Boundary annotation records

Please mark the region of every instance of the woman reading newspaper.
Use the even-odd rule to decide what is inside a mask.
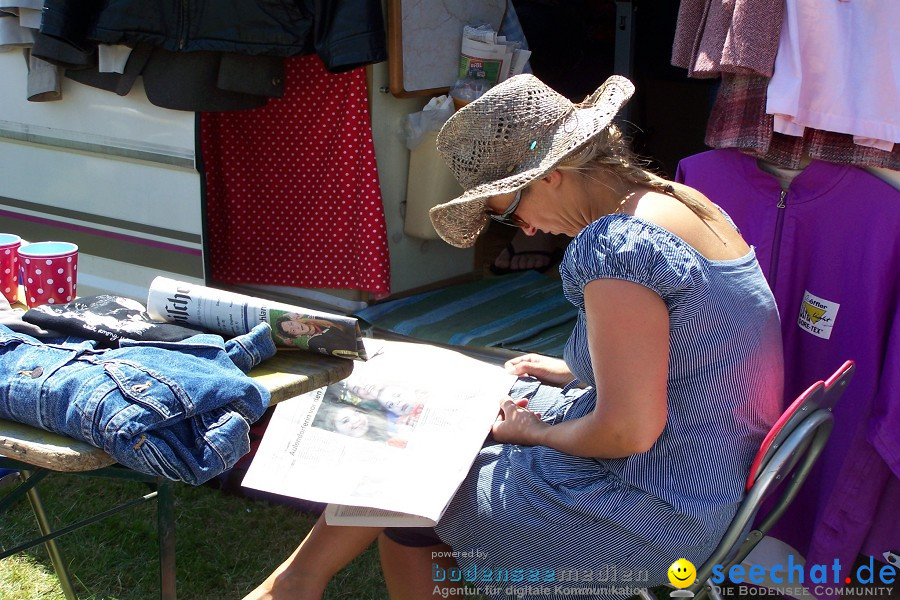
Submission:
[[[573,105],[521,75],[447,121],[438,149],[466,191],[431,211],[444,240],[471,246],[491,219],[574,238],[565,362],[507,363],[539,383],[501,401],[433,530],[320,521],[249,598],[320,598],[376,537],[393,599],[465,582],[497,599],[625,598],[709,556],[779,413],[778,314],[728,216],[628,150],[612,120],[632,89],[611,77]]]

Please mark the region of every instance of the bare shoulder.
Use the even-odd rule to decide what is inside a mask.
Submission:
[[[677,198],[655,191],[638,199],[634,216],[668,229],[709,260],[732,260],[750,251],[740,233],[706,196],[686,185],[672,185],[705,206],[711,217],[704,219]]]

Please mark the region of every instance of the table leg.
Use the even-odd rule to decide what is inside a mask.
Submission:
[[[29,477],[32,476],[30,471],[20,471],[20,474],[23,481],[28,481]],[[44,503],[41,502],[37,488],[29,489],[26,494],[28,495],[28,501],[31,502],[31,510],[34,512],[34,518],[37,520],[41,533],[43,535],[52,533],[53,529],[50,527],[47,513],[44,512]],[[76,600],[75,590],[72,588],[72,582],[69,579],[69,569],[66,567],[62,554],[56,545],[56,540],[47,540],[44,542],[44,546],[47,548],[47,554],[50,555],[50,562],[53,564],[53,570],[56,571],[56,576],[59,578],[59,586],[62,588],[63,594],[68,600]]]
[[[172,482],[158,477],[156,491],[159,595],[162,600],[175,600],[175,497]]]

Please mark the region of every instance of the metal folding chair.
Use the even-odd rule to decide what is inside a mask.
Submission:
[[[697,567],[694,583],[673,595],[722,599],[717,586],[710,581],[713,567],[722,565],[727,573],[733,565],[740,564],[794,500],[831,435],[834,425],[831,409],[850,383],[854,369],[855,364],[848,360],[828,380],[811,385],[782,413],[750,465],[746,495],[731,525],[706,562]],[[776,492],[778,495],[773,497]],[[752,527],[769,497],[777,498],[774,506]],[[640,596],[655,600],[648,589],[642,590]]]

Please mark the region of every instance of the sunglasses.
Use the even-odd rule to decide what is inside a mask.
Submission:
[[[519,201],[522,200],[522,189],[516,190],[516,195],[513,196],[512,204],[510,204],[502,214],[488,213],[488,216],[498,223],[503,223],[510,227],[521,227],[525,221],[516,216],[516,209],[519,208]]]

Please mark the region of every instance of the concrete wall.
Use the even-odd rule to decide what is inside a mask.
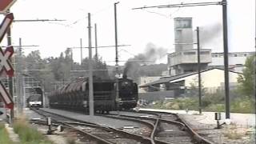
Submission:
[[[237,78],[238,78],[238,76],[239,74],[238,73],[229,72],[230,83],[237,83]],[[224,70],[222,70],[214,69],[211,70],[207,70],[202,72],[201,74],[201,77],[202,84],[206,88],[209,87],[212,89],[213,87],[221,87],[222,83],[224,83]],[[185,86],[190,87],[190,83],[194,83],[195,82],[198,82],[198,74],[194,74],[172,81],[172,82],[185,80]]]

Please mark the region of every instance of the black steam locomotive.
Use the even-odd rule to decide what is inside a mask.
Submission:
[[[104,113],[137,106],[138,86],[126,77],[118,79],[118,92],[114,80],[94,78],[93,86],[95,111]],[[52,92],[49,104],[53,108],[89,111],[89,79],[79,78]]]

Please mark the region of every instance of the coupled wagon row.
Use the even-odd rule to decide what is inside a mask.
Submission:
[[[93,86],[95,111],[104,113],[137,106],[138,86],[126,76],[118,79],[118,89],[113,79],[94,79]],[[89,80],[78,78],[51,92],[48,98],[52,108],[89,111]]]

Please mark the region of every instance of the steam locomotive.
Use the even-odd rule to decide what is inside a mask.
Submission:
[[[99,113],[131,109],[137,106],[138,86],[126,76],[116,82],[94,78],[94,110]],[[89,111],[89,79],[78,78],[49,95],[50,107]]]

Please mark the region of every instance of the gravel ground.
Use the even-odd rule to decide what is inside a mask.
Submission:
[[[49,109],[45,109],[49,110]],[[73,118],[79,119],[84,119],[87,122],[101,123],[107,126],[122,127],[128,125],[133,125],[130,122],[119,122],[118,120],[110,120],[105,118],[100,118],[97,116],[88,116],[83,114],[76,114],[71,112],[66,112],[64,110],[54,110],[58,114],[65,114],[65,115],[72,115]],[[38,114],[27,110],[26,115],[30,118],[41,118]],[[217,122],[213,121],[211,118],[206,118],[206,115],[196,115],[196,114],[186,114],[184,113],[179,114],[180,117],[186,121],[186,122],[198,132],[201,136],[209,139],[218,144],[251,144],[255,143],[255,126],[251,125],[223,125],[222,129],[215,129]],[[208,118],[208,119],[207,119]],[[221,122],[222,123],[222,122]],[[118,125],[118,126],[117,126]],[[134,124],[135,126],[138,124]],[[52,135],[51,138],[62,139],[58,138],[59,135]],[[50,139],[51,139],[50,138]],[[58,141],[57,141],[58,144]]]
[[[222,129],[216,129],[216,124],[198,122],[204,115],[179,114],[180,117],[201,136],[215,142],[225,144],[250,144],[255,143],[255,130],[252,126],[245,127],[242,125],[222,125]]]

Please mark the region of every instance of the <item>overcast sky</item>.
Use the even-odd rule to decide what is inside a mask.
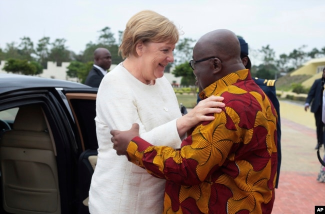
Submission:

=== Instructions for the task ===
Arrange the lines from the one containing "Please mark the region of every instance of the gravel" through the end of the items as a JSON list of strings, one per line, with blank lines and pictures left out.

=== Response for this exercise ===
[
  "Please mark the region of every instance of the gravel ground.",
  "Use the even-odd rule to decide what is inside a mask.",
  "Submission:",
  "[[[49,109],[45,109],[49,110]],[[73,118],[79,119],[84,119],[87,122],[101,123],[107,126],[122,127],[128,125],[133,125],[130,122],[119,122],[118,120],[110,120],[105,118],[100,118],[97,116],[88,116],[83,114],[76,114],[71,112],[66,112],[64,110],[54,110],[58,114],[65,114],[65,115],[72,115]],[[38,114],[27,110],[26,115],[30,118],[41,118]],[[217,122],[213,121],[211,118],[206,118],[206,115],[196,115],[196,114],[186,114],[184,113],[179,114],[180,117],[186,121],[186,122],[198,132],[201,136],[209,139],[218,144],[251,144],[255,143],[255,126],[251,125],[223,125],[222,129],[215,129]],[[208,118],[208,119],[207,119]],[[221,122],[222,123],[222,122]],[[118,125],[118,126],[117,126]],[[134,124],[135,126],[138,124]],[[52,135],[51,138],[62,139],[58,138],[59,135]],[[50,139],[51,139],[50,138]],[[58,141],[57,141],[58,144]]]",
  "[[[222,129],[216,129],[216,124],[198,122],[204,115],[179,114],[180,117],[201,136],[215,142],[225,144],[250,144],[255,143],[255,130],[252,126],[245,127],[242,125],[222,125]]]",
  "Please mark the region of every instance of the <item>overcast sky</item>.",
  "Use the even-odd rule to decide what is inside a mask.",
  "Submission:"
]